• **EXERCISE PROMPT**: Omit the pictures from the entries below and retype everything else exactly.

• **LISTING**:
- - - - -

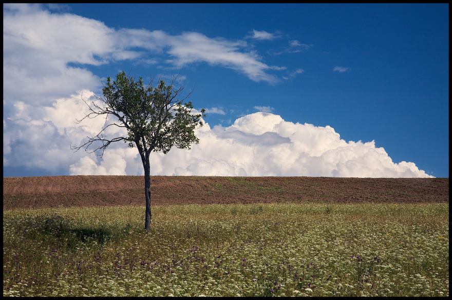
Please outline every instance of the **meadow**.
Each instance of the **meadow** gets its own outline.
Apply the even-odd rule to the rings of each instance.
[[[3,212],[4,296],[449,295],[449,206]]]

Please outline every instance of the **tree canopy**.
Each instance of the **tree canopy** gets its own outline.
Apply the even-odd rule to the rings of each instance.
[[[84,148],[89,153],[101,151],[100,156],[112,143],[124,141],[129,147],[136,147],[141,157],[144,168],[146,212],[145,229],[148,230],[150,225],[150,170],[149,155],[152,151],[167,153],[174,146],[181,149],[191,149],[192,144],[198,144],[199,139],[195,135],[195,130],[202,126],[202,117],[205,117],[205,110],[194,114],[191,102],[184,102],[192,94],[180,98],[185,87],[180,85],[177,76],[173,76],[170,84],[166,84],[161,77],[156,86],[153,81],[147,86],[143,78],[138,81],[122,71],[116,76],[116,80],[110,77],[102,89],[103,97],[96,97],[101,105],[92,102],[88,104],[82,100],[89,107],[90,112],[80,120],[92,118],[102,115],[107,123],[109,116],[114,117],[116,122],[104,127],[97,134],[88,137],[88,141],[79,147],[71,149],[78,151]],[[178,88],[176,86],[178,85]],[[116,121],[117,119],[117,121]],[[111,121],[111,120],[110,120]],[[104,135],[105,130],[110,126],[123,127],[127,130],[126,136],[111,138]],[[89,151],[88,148],[93,143],[96,147]]]

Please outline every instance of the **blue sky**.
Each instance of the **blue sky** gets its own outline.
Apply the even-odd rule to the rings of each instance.
[[[102,126],[72,122],[81,91],[131,69],[180,73],[208,110],[154,175],[448,177],[448,11],[4,4],[4,176],[141,174],[136,149],[69,149]]]

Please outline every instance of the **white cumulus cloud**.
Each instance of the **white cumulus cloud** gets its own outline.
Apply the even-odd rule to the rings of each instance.
[[[175,148],[166,155],[153,152],[152,174],[432,177],[413,163],[393,162],[384,149],[375,147],[374,141],[347,142],[330,126],[294,124],[269,113],[246,115],[227,127],[217,125],[211,128],[205,124],[197,130],[197,135],[200,143],[193,145],[190,150]],[[127,167],[135,164],[130,166],[132,173],[126,172],[128,175],[142,174],[141,163],[135,150],[135,153],[121,153],[121,157],[117,155],[119,150],[115,150],[111,157],[104,155],[103,161],[96,165],[93,160],[81,158],[70,166],[70,173],[122,172],[126,169],[124,162],[127,162]],[[116,169],[115,162],[120,163]]]
[[[270,33],[270,32],[267,32],[267,31],[265,31],[263,30],[259,31],[258,30],[253,29],[252,35],[250,36],[249,37],[259,40],[271,41],[272,39],[274,39],[275,38],[279,37],[280,35],[279,33],[279,32],[276,32],[275,33]]]
[[[350,68],[345,68],[344,67],[334,67],[334,68],[333,69],[333,71],[337,71],[339,73],[343,73],[344,72],[346,72],[349,70],[351,70]]]

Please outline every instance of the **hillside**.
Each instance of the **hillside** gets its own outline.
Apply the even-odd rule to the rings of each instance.
[[[449,202],[449,178],[151,177],[152,205]],[[4,177],[3,209],[144,205],[144,176]]]

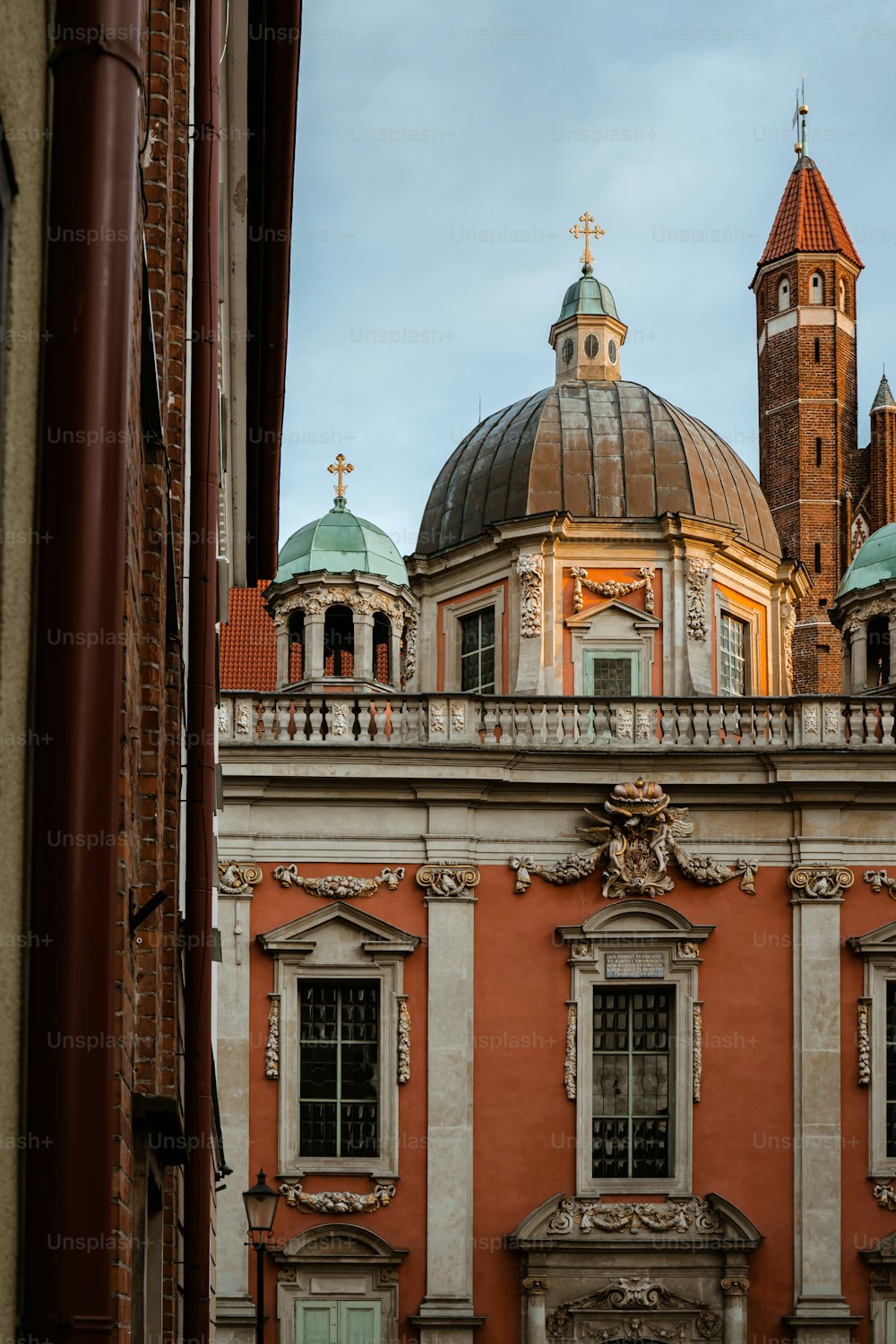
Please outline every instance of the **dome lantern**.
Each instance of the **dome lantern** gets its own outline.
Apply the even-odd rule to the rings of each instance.
[[[591,227],[594,224],[594,227]],[[610,289],[595,278],[590,241],[604,233],[587,211],[570,233],[584,238],[582,276],[566,292],[560,316],[551,327],[551,345],[556,355],[556,383],[574,379],[617,382],[619,352],[629,328],[619,320]]]

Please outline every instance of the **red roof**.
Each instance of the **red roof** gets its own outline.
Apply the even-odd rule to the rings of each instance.
[[[277,632],[262,602],[269,583],[230,590],[230,620],[220,628],[222,691],[277,689]]]
[[[842,253],[861,266],[827,183],[811,159],[799,157],[787,179],[759,266],[791,253]]]

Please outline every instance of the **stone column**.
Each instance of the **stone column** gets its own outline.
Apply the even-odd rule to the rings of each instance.
[[[524,1278],[527,1292],[525,1344],[547,1344],[548,1332],[544,1313],[544,1294],[551,1288],[549,1278]],[[725,1340],[728,1344],[728,1340]]]
[[[725,1294],[723,1316],[724,1344],[747,1344],[747,1293],[750,1281],[746,1278],[723,1278],[721,1292]]]
[[[324,676],[324,612],[305,613],[305,656],[308,668],[302,668],[302,680],[310,677],[320,681]]]
[[[373,680],[373,616],[355,612],[355,671],[357,681]]]
[[[420,1344],[472,1344],[473,1312],[473,888],[472,864],[416,874],[429,914],[426,1297]]]
[[[390,620],[390,685],[402,687],[402,617]]]
[[[218,980],[218,1095],[224,1152],[232,1167],[226,1189],[218,1193],[218,1339],[222,1344],[253,1344],[255,1305],[249,1292],[246,1210],[242,1196],[242,1191],[249,1189],[255,1179],[249,1167],[251,896],[227,895],[219,890],[218,900],[224,972]]]
[[[277,685],[289,685],[289,621],[277,622]]]
[[[853,630],[853,637],[850,640],[852,661],[853,661],[853,691],[864,691],[865,683],[868,681],[868,626],[862,625],[858,630]]]
[[[848,1344],[841,1284],[840,907],[848,868],[789,875],[794,935],[794,1314],[797,1344]]]

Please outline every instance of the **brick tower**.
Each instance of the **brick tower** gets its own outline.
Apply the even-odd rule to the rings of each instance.
[[[849,564],[852,501],[865,493],[857,449],[858,253],[802,141],[751,289],[759,343],[759,478],[785,555],[813,590],[794,630],[794,692],[842,689],[842,655],[827,606]]]

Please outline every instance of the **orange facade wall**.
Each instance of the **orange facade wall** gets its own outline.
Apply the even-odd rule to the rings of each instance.
[[[282,890],[265,866],[251,902],[253,938],[325,905],[296,888]],[[332,871],[304,866],[309,876]],[[359,868],[371,875],[375,866]],[[505,1238],[543,1200],[575,1192],[575,1103],[566,1097],[563,1062],[566,1003],[571,978],[559,925],[576,925],[604,905],[596,878],[553,887],[533,878],[513,894],[504,866],[482,866],[474,915],[474,1301],[486,1314],[481,1344],[512,1344],[520,1318],[519,1258]],[[771,1344],[787,1337],[782,1314],[794,1300],[793,1273],[793,911],[787,870],[766,868],[756,895],[736,882],[697,887],[676,878],[662,903],[695,923],[715,925],[703,945],[699,993],[703,1008],[703,1095],[693,1106],[693,1191],[716,1192],[759,1227],[763,1243],[752,1258],[748,1339]],[[399,1332],[426,1290],[426,996],[427,914],[408,870],[395,892],[380,890],[351,902],[422,939],[404,962],[404,992],[412,1017],[411,1081],[399,1087],[398,1193],[388,1208],[347,1218],[407,1247],[400,1271]],[[885,895],[875,896],[856,875],[842,910],[844,939],[888,921]],[[251,948],[250,1169],[277,1171],[277,1089],[265,1077],[267,995],[271,958]],[[868,1181],[868,1089],[856,1079],[856,1000],[862,995],[861,960],[842,956],[842,1200],[844,1293],[856,1314],[868,1312],[868,1271],[858,1251],[893,1230]],[[309,1192],[347,1187],[356,1177],[312,1177]],[[638,1196],[643,1199],[645,1196]],[[623,1200],[614,1195],[611,1199]],[[289,1210],[277,1215],[286,1243],[330,1219]],[[860,1231],[857,1231],[860,1230]],[[866,1339],[865,1322],[857,1339]],[[274,1325],[269,1321],[269,1341]]]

- - - - -

• **EXERCISE SOLUTION**:
Please outline every instance of the **meadow**.
Each instance of the **meadow** gets its own outline.
Apply the even-odd rule to the rings of each instance.
[[[3,212],[4,296],[449,295],[449,206]]]

Please outline every instance of the **tree canopy**.
Each instance of the **tree canopy** gets its own outline.
Apply the even-odd rule to the rings of each instance.
[[[84,148],[89,153],[101,151],[100,156],[112,143],[124,141],[129,147],[136,147],[141,157],[144,168],[146,212],[145,229],[148,230],[150,225],[150,170],[149,155],[152,151],[167,153],[174,146],[181,149],[191,149],[192,144],[198,144],[199,139],[195,135],[195,130],[202,126],[202,117],[205,117],[205,110],[194,114],[191,102],[184,102],[192,94],[180,98],[185,87],[180,85],[177,76],[173,76],[170,84],[166,84],[161,77],[156,86],[153,81],[147,86],[143,78],[138,81],[122,71],[116,76],[116,80],[110,77],[102,89],[103,97],[96,97],[101,105],[92,102],[88,104],[82,100],[89,107],[90,112],[80,120],[92,118],[102,115],[107,123],[109,116],[114,117],[116,122],[104,127],[97,134],[88,137],[88,141],[79,147],[71,149],[78,151]],[[178,88],[176,86],[178,85]],[[116,121],[117,119],[117,121]],[[111,121],[111,120],[110,120]],[[104,135],[105,130],[110,126],[123,127],[127,130],[126,136],[111,138]],[[89,151],[88,148],[93,143],[96,147]]]

Please outline every instance of the **blue sky**.
Each instance of the **blue sky** gets its own outline.
Apply the even-odd rule to the rings of each instance.
[[[102,126],[72,122],[81,91],[131,69],[180,73],[208,110],[154,175],[448,177],[448,11],[4,4],[4,176],[141,174],[136,149],[69,149]]]

Please outline every instance of the **white cumulus cloud**.
Each instance of the **white cumulus cloud** gets its own outline.
Apply the even-odd rule to the rings of each instance.
[[[175,148],[166,155],[153,152],[152,174],[432,177],[413,163],[393,162],[384,149],[375,147],[374,141],[347,142],[330,126],[294,124],[269,113],[246,115],[227,127],[217,125],[211,128],[205,124],[197,130],[197,135],[200,143],[193,145],[190,150]],[[127,167],[135,164],[130,166],[132,173],[126,172],[128,175],[142,174],[141,163],[135,150],[135,153],[121,153],[121,157],[117,155],[119,150],[115,150],[111,157],[104,155],[103,161],[96,165],[93,160],[81,158],[70,166],[70,173],[122,172],[126,169],[124,162],[127,162]],[[116,169],[115,162],[120,163]]]
[[[270,33],[270,32],[267,32],[267,31],[265,31],[263,30],[259,31],[258,30],[253,29],[252,35],[250,36],[249,37],[259,40],[271,41],[272,39],[274,39],[275,38],[279,37],[280,35],[279,33],[279,32],[276,32],[275,33]]]
[[[350,68],[345,68],[344,67],[334,67],[334,68],[333,69],[333,71],[337,71],[339,73],[343,73],[344,72],[346,72],[349,70],[351,70]]]

Please outline every instance of the **hillside**.
Each instance of the **hillside** gets its own outline.
Apply the even-odd rule to the rings of each instance.
[[[449,202],[449,178],[151,177],[152,205]],[[4,177],[3,209],[144,205],[144,176]]]

Please outline every instance of the **dome lantern**.
Each instance of the **dome lantern** gets its own outline.
Apply the even-odd rule to the rings of each instance.
[[[591,227],[594,224],[594,227]],[[610,289],[595,278],[590,241],[604,233],[587,211],[570,233],[584,238],[582,276],[566,292],[560,316],[551,327],[551,345],[556,355],[556,383],[574,379],[617,382],[619,352],[629,328],[619,320]]]

Please outline every instance of the **red roof**.
Each instance of the **red roof** gets its own outline.
Apply the even-odd rule to the rings of each instance.
[[[277,632],[262,602],[269,583],[230,590],[230,620],[220,628],[222,691],[277,689]]]
[[[842,253],[861,266],[827,183],[811,159],[799,157],[787,179],[759,266],[791,253]]]

Please outline every instance of the **stone column**.
Each instance of the **stone column** gets its own outline.
Apply the even-odd rule to the rings of each instance.
[[[524,1278],[527,1292],[525,1344],[547,1344],[548,1332],[544,1313],[544,1294],[551,1288],[549,1278]],[[725,1340],[728,1344],[728,1340]]]
[[[725,1294],[723,1316],[724,1344],[747,1344],[747,1293],[750,1281],[746,1278],[723,1278],[721,1292]]]
[[[324,676],[324,612],[305,613],[305,656],[308,668],[302,668],[302,680],[310,677],[320,681]]]
[[[373,680],[373,616],[355,612],[355,671],[357,681]]]
[[[420,1344],[472,1344],[473,1312],[473,888],[472,864],[416,874],[429,914],[426,1297]]]
[[[390,620],[390,685],[402,687],[402,617]]]
[[[218,980],[218,1095],[224,1152],[232,1167],[226,1189],[218,1193],[218,1339],[222,1344],[253,1344],[255,1305],[249,1292],[246,1210],[242,1196],[242,1191],[249,1189],[255,1179],[249,1167],[251,896],[227,895],[219,890],[218,900],[224,972]]]
[[[277,685],[289,685],[289,621],[277,622]]]
[[[853,630],[853,637],[850,640],[852,661],[853,661],[853,691],[864,691],[865,683],[868,681],[868,626],[862,625],[858,630]]]
[[[848,1344],[841,1284],[840,907],[848,868],[789,875],[794,935],[794,1314],[797,1344]]]

Please outline every instance of the **brick tower**.
Each instance of the **brick tower** gets its own outline.
Apply the even-odd rule to the rings of each instance.
[[[849,564],[852,501],[865,493],[857,449],[858,253],[802,141],[751,289],[759,343],[759,478],[785,555],[813,590],[794,630],[794,692],[842,689],[842,655],[827,606]]]

Please outline every instance of the **orange facade wall**.
Each instance of the **orange facade wall** gets its own outline.
Apply the even-odd rule to the rings of each instance.
[[[282,890],[265,866],[251,902],[253,938],[325,905],[296,888]],[[332,871],[304,866],[309,876]],[[359,868],[371,875],[375,866]],[[505,1238],[543,1200],[575,1192],[575,1103],[566,1097],[563,1062],[566,1003],[571,978],[559,925],[576,925],[604,905],[596,878],[553,887],[533,878],[513,894],[504,866],[482,866],[474,915],[474,1301],[486,1314],[481,1344],[512,1344],[520,1318],[519,1258]],[[771,1344],[787,1337],[782,1314],[794,1300],[793,1273],[793,911],[787,870],[766,868],[756,895],[736,882],[697,887],[676,878],[662,903],[695,923],[715,925],[703,945],[699,993],[703,1008],[703,1095],[693,1106],[693,1191],[716,1192],[759,1227],[763,1243],[752,1258],[748,1339]],[[399,1332],[426,1290],[426,996],[427,914],[408,870],[395,892],[380,890],[351,902],[422,939],[404,962],[404,992],[412,1017],[411,1081],[399,1087],[398,1193],[388,1208],[347,1218],[407,1247],[400,1271]],[[885,895],[875,896],[856,875],[842,910],[844,939],[888,921]],[[251,948],[250,1169],[277,1171],[277,1089],[265,1077],[267,995],[271,958]],[[868,1181],[868,1089],[856,1079],[856,1000],[862,995],[861,960],[842,956],[842,1200],[844,1293],[856,1314],[868,1312],[868,1271],[858,1251],[893,1230]],[[309,1192],[347,1187],[356,1177],[312,1177]],[[638,1196],[643,1199],[645,1196]],[[623,1200],[614,1195],[611,1199]],[[289,1210],[277,1215],[286,1243],[330,1219]],[[860,1231],[857,1231],[860,1230]],[[866,1339],[865,1322],[857,1339]],[[274,1325],[269,1321],[269,1341]]]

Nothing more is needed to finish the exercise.